**Text to read**:

Read The Greatest Gift: Unwrapping the Full Love Story of Christmas Online
Authors: Ann Voskamp
Tags: #RELIGION / Christian Life / Devotional
Zechariah and Elizabeth were righteous in God’s eyes, careful to obey all of the Lord’s commandments and regulations. They had no children because Elizabeth was unable to conceive, and they were both very old.
One day Zechariah was serving God in the Temple, for his order was on duty that week. As was the custom of the priests, he was chosen by lot to enter the sanctuary of the Lord and burn incense. While the incense was being burned, a great crowd stood outside, praying.
While Zechariah was in the sanctuary, an angel of the Lord appeared to him, standing to the right of the incense altar. Zechariah was shaken and overwhelmed with fear when he saw him. But the angel said, “Don’t be afraid, Zechariah! God has heard your prayer. Your wife, Elizabeth, will give you a son, and you are to name him John. You will have great joy and gladness, and many will rejoice at his birth, for he will be great in the eyes of the Lord. He must never touch wine or other alcoholic drinks. He will be filled with the Holy Spirit, even before his birth. And he will turn many Israelites to the Lord their God. He
will be a man with the spirit and power of Elijah. He will prepare the people for the coming of the Lord. He will turn the hearts of the fathers to their children, and he will cause those who are rebellious to accept the wisdom of the godly.”
LUKE 1:6-17
It’s the time when all the miracles begin.
God has been silent for four hundred years.
After He spoke to the prophet Malachi, the Old Testament falls mute. It’s been four long, neck-straining centuries where you could look up to heaven . . . and hear a pin drop.
Tears drop.
No one has glimpsed an angel for at least half a millennium. It has been six hundred years since Shadrach, Meshach, and Abednego cut through the flames of the furnace with a fourth blinding torch from heaven. Eight hundred years have slow-dripped by since Elijah and Elisha and that bygone era of miracles. When we’re blind to grace, is the miracle we get that we get homesick for Him?
Then, in a prayer and a blink, four hundred years shatter. The volume of God reverberates in hearts, and the strobes of heaven dance.
Angel glory appears in front of one old man. A certain wrinkled and graying priest. Not a particularly notable one —just one of a sea of eighteen thousand. One priest who’s awestruck that his name has been drawn to offer the incense in the Holy of Holies on the once-a-year Day of Atonement. Throughout the whole of a priest’s life, his name might never be drawn. And once it was, it could never be drawn again.

**Given information**:

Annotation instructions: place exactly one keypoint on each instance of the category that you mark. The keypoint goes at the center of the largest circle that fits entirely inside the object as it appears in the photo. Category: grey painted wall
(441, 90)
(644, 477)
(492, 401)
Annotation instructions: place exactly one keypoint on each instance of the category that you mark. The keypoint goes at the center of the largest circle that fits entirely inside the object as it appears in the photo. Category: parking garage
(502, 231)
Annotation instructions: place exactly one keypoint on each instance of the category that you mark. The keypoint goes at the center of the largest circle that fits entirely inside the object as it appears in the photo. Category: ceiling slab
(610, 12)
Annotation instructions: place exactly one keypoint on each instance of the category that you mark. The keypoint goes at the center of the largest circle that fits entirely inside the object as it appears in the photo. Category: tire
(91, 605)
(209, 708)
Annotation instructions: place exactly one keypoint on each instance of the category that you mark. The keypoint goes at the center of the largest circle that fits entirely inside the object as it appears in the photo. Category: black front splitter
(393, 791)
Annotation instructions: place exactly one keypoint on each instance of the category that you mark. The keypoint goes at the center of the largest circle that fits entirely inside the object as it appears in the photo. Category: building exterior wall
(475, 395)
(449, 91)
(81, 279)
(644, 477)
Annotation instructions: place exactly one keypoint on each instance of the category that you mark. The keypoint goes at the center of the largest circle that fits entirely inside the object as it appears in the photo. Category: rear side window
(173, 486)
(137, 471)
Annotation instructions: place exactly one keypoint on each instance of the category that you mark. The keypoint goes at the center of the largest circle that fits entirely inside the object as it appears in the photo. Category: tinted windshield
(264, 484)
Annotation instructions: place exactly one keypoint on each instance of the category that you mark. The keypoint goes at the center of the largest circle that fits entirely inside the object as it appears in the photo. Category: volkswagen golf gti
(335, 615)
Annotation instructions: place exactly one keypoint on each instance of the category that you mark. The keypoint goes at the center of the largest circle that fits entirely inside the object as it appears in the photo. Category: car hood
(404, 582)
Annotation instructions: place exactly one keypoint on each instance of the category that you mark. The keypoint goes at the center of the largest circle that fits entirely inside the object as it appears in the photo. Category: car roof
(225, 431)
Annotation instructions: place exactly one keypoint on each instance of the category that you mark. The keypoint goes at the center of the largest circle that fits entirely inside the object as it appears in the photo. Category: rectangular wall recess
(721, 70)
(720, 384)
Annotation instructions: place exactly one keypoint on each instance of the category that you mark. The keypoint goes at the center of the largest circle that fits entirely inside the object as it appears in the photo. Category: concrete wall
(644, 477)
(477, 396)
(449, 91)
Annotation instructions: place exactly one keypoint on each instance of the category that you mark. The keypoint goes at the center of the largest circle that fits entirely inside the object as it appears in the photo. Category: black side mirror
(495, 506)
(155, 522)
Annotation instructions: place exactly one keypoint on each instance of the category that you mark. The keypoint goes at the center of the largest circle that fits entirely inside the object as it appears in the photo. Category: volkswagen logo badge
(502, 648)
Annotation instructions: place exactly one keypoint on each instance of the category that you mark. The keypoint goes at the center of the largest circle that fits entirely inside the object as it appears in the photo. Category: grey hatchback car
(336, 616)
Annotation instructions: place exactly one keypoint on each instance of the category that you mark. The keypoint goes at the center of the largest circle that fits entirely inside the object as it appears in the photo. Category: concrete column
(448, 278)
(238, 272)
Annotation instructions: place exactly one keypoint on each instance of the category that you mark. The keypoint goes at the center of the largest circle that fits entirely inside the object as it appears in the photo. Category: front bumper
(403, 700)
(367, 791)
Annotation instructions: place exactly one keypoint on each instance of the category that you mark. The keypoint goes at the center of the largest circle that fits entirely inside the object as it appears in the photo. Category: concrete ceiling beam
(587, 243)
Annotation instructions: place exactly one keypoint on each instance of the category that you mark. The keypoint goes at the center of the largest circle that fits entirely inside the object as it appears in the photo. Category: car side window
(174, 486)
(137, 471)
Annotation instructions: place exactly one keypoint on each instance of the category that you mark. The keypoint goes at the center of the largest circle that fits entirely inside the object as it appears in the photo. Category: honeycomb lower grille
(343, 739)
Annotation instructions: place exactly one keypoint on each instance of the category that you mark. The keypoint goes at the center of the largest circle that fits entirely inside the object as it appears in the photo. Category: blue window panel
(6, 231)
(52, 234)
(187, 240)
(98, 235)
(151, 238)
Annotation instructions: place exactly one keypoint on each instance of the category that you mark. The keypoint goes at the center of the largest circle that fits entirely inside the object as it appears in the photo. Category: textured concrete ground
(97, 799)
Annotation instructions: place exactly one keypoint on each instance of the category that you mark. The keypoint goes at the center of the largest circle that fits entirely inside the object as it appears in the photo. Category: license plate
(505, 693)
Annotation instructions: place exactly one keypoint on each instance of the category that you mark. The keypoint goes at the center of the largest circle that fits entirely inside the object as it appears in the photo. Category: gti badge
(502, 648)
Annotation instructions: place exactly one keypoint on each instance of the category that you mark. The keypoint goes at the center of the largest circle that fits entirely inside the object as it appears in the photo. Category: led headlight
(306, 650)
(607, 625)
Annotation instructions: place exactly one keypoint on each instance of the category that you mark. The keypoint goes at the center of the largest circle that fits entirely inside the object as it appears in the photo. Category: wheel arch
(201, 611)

**Your tasks**:
1) Gather every line of the records that contains the string "wall" and copy each one.
2) Pick up the Christmas devotional about Zechariah and continue it from the point where it stops.

**Responses to the tasks**:
1)
Annotation instructions: place exactly one keypoint on each instance of the category that you mark. The keypoint goes at the center of the largest circle that fits entirely inside the object as it appears in the photo. Category: grey painted wall
Annotation instructions: place exactly one keypoint on each instance of the category that you mark. The keypoint goes at the center of the largest circle that fits entirely inside the object as it appears in the photo. Category: building exterior wall
Annotation instructions: place exactly one keypoint on each instance of the category that you mark. The keypoint goes at the center of the largest circle that fits entirely inside the object as it appears in the photo. Category: rectangular wall recess
Annotation instructions: place exactly one keypoint on each instance of the category that you mark. The keypoint goes at the center of the largest circle that fits entirely inside the object as it appears in the photo. Category: concrete wall

2)
Zechariah breathes through the miracle of his priesthood —one man named “God Remembers,” an undistinguished old man without a son to pass down the priesthood, married to one time-engraved woman named “My God Is an Oath.” A woman ashamed and disgraced at the barrenness of oaths. God bends His heart to hear the prayer of the breaking —the remembering God of the small and the forgotten —and miracles begin again here.
Miracles begin understated. They begin, and the earth doesn’t shake and trumpets don’t sound. Miracles begin with the plainsong of a promise —and sometimes not even fully believed. This is always the best place for miracles: God meets us right where we don’t believe. When our believing runs out, God’s loving runs on.
This is the season of the Advent of God. The barren will birth. Dreams will wake into reality. Nothing is impossible with God.
That’s what the angel plainly assures: “God Remembers” and “My God Is an Oath” will birth “God Is Gracious.” The miracle always is that God is gracious, that grace carries us and breathes life into the dead and impossible places, that grace —a thousand graces —explodes the doubting silence in our hearts.
Zechariah has doubt. He struggles with the doubts, can’t
silence the questions. Not unlike Mary, with doubts and questions of her own. Yet Zechariah finds himself struck dumb —and Mary finds herself God-struck with blessings.
There is this. Never doubt that there are two kinds of doubt: one that fully lives into the questions, and one that uses the questions as weapons against fully living.
Breathe easy into the questions. The name of God,
YHWH
—inhale, exhale —is the sound of your breathing. There is your miraculous answer. As long as you are breathing, He is always your miraculous answer.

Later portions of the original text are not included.